▶ _Exercise objective_:
Format the items from the line containing "Labeling batch C. For the image below, tag" through the line containing "Labeling batch C. For the image above, tag the player" as a Markdown table with the columns Number and Record line, one row per line. Number the rows and skip any blank lines.

▶ _Point annotation dataset records_:
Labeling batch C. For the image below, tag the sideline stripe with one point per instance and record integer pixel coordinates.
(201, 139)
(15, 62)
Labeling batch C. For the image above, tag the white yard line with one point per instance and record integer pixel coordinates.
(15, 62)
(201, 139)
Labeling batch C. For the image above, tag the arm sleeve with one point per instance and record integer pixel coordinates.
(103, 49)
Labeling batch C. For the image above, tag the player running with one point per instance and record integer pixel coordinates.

==

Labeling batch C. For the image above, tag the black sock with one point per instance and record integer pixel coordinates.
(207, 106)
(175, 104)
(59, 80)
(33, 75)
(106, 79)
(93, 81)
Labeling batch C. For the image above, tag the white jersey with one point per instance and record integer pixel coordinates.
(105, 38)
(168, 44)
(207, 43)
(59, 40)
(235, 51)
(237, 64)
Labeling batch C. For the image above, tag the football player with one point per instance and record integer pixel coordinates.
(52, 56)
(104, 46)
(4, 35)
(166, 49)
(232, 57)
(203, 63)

▶ _Exercise solution_:
| Number | Record line |
|---|---|
| 1 | Labeling batch C. For the image below, tag the sideline stripe with one point per instance and record integer pixel coordinates. |
| 2 | (201, 139) |
| 3 | (15, 62) |
| 4 | Labeling batch C. For the image above, tag the white yard line with one point per instance and record integer pixel coordinates. |
| 5 | (15, 62) |
| 6 | (201, 139) |
| 7 | Labeling batch C. For the image above, tag the arm sleeve with one point per instance and record integer pixel coordinates. |
| 8 | (103, 49) |
| 9 | Labeling batch C. For the image above, tag the player running with one point per instance and record integer pixel coordinates. |